* start Text extract *
Manny Lopez | Downtown
In their latest attempt at scoring a new football stadium, the San Diego Chargers have put a fresh spin on an old plan and are placing the fate of their newest proposal in the hands of the California Coastal Commission.
On Oct. 10, the state regulatory agency, which has the final say on waterfront development, is scheduled to consider a $520 million expansion to the 1.1 million square-foot San Diego Convention Center and construction of an additional 500-room tower to the existing Hilton San Diego Bayfront Hotel.
The proposed expansion recently received a negative recommendation from Coastal Commission staff, who said it would impact views of the bay and coastal recreation through the loss of already limited waterfront and open space.
The Chargers had previously sent a letter urging the Coastal Commission to reject the current expansion proposal and consider their competing plan based around a multi-use stadium, which they say could save millions if combined with the convention center expansion.
At a price tag of $1.2 billion, the Chargers project incorporates convention space into a Super Bowl quality stadium with a retractable fabric roof that would be erected outside of the coastal zone, therefore not subject to Coastal Commission approval, but parallel to Petco Park and still in close proximity to the Convention Center. Supporters and team officials said that the Chargers plan would give San Diego the ability to host the biggest sporting events in the world from the Super Bowl, World Cup, NCAA Final Four and major conventions that cannot be booked currently, due to space limitations.
“We’ve gotten a tremendous amount of support, but none of it has come from the hoteliers, members of the city council who voted for the Convention Center expansion or the Port District,” said Mark Fabiani, special counsel to Chargers President Dean Spanos. “What we hope is that an outside authority and the Coastal Commission will take a fresh look at this and make a decision that there is a better way to do this project.”
* end Text extract *
* start Data entries *
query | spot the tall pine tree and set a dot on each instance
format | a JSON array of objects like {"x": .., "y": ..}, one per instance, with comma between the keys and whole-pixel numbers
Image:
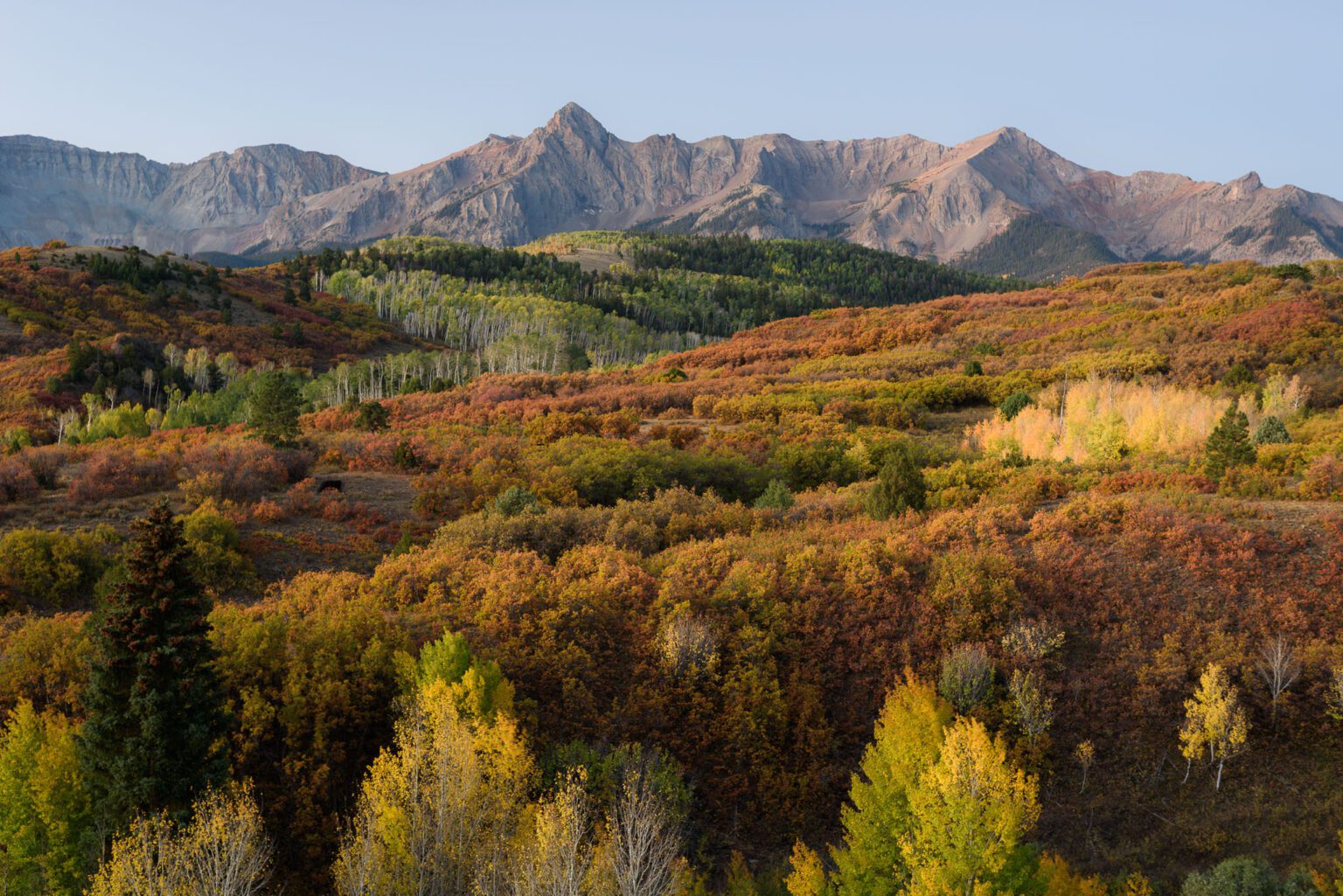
[
  {"x": 1229, "y": 443},
  {"x": 153, "y": 703}
]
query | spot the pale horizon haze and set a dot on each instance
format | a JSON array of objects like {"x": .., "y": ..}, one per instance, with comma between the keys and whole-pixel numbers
[{"x": 1205, "y": 89}]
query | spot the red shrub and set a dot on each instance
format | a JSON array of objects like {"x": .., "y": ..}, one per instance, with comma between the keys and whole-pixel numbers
* end Data entries *
▶ _Exercise task 1_
List the events that, according to supporters and team officials in the Chargers stadium article, the team's plan would let San Diego host.
▶ _Exercise task 2_
Continue the Chargers stadium article past its final sentence.

▶ _Written answer 1_
- Super Bowl
- World Cup
- NCAA Final Four
- Major conventions

▶ _Written answer 2_
Fabiani said that construction on the proposed 15-acre site, bounded by Tailgate Park on the west and the Metropolitan Transit System bus yards on the east, would be financed with increased hotel room taxes, proceeds from the sale of Qualcomm Stadium and the Valley View Casino Center, a $200 million loan with favorable terms from the National Football League, another $200 million from the Chargers, bond sales, advertising and naming rights.
“While we appreciate the Chargers effort to build a new stadium, we will continue our current efforts to secure the California Coastal Commissions support and work with all San Diegans to ensure the successful expansion of the San Diego Convention Center,” said Carol Wallace, CEO of the Convention Center in a statement issued to the press on Sept. 6.
On Sept 16, Interim Mayor Todd Gloria met with the Chargers to discuss their proposal.
“I had a very positive meeting with Mark Fabiani,” Gloria said via email. “As interim mayor, I’m committed to making sure the City gets all the necessary approvals for the current plan to expand the San Diego Convention Center, a vital project that will create 7,000 permanent new jobs and have an annual economic impact of $700 million. I can’t overstate the importance of getting this project across the finish line, given all the years of hard work.
“At the same time, we recognize the enormous value of the Chargers to San Diego and I expressed my commitment to working with the team in its efforts to get a new stadium,” he said. “We are a big enough city that we can do both projects.”
Fabiani said that if the coastal commission invalidates the convention center expansion plan or if the court invalidates the hotelier-approved room tax that is supposed to pay for the expansion, the Chargers plan is the only alternative that remains and has any real money in it.
A surcharge of between one- and three-percent of room rates, based on proximity to the convention center, is pending litigation and challenging the legality of the convention center expansion financing plan.
A superior court judge upheld the tax in March setting up what could be a long drawn out battle in appeals court.
Opponents contend that the room fee, expected to raise about $30 million a year, should have been put to a public vote. The surcharge is on top of the 10.5 percent room tax already paid by guests and a two-percent tax devoted to promoting tourism in San Diego.
Fred Maas, former chairman of the Centre City Development Corporation and point man on Mayor Sanders’ citizen’s task force on the Convention Center expansion, said that he unequivocally supports both projects and believes they can operate in absolute harmony.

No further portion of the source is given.